What you will do
Copy the listing again, starting at the line containing "Isolate each player's chest" and ending with its last line. Substitute "stadium lamp" for "floodlight bulb" and keep everything else unchanged.

═════ Task input ═════

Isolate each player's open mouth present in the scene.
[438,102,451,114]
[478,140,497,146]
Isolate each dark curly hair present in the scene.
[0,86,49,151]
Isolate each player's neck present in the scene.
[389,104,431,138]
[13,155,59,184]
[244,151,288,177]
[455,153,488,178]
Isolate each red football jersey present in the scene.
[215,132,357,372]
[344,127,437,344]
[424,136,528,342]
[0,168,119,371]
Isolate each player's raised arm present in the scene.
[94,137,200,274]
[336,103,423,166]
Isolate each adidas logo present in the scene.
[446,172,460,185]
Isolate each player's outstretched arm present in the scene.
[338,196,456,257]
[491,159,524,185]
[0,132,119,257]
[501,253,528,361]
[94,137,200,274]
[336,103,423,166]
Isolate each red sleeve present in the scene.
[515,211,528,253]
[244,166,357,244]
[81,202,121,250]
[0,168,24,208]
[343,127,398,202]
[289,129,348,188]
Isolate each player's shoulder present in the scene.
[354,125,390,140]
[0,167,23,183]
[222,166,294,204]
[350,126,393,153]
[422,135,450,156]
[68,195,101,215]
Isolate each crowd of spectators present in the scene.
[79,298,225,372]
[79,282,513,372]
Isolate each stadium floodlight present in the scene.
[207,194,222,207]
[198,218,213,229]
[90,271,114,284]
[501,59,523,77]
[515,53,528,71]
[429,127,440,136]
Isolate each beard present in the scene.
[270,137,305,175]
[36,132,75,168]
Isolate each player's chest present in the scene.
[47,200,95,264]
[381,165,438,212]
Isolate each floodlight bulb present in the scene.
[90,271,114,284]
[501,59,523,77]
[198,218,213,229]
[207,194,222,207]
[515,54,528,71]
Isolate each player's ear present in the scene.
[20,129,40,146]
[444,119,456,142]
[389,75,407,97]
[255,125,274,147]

═════

Output for this exercise
Isolate each player's chest present in the scene.
[47,200,95,264]
[381,165,438,212]
Isolate each stadium lamp present in the scene.
[90,271,114,284]
[501,59,523,77]
[198,218,213,229]
[207,194,222,207]
[515,54,528,71]
Isolate each player's ear present in the scene.
[20,129,40,146]
[444,119,456,142]
[389,75,407,97]
[255,125,274,147]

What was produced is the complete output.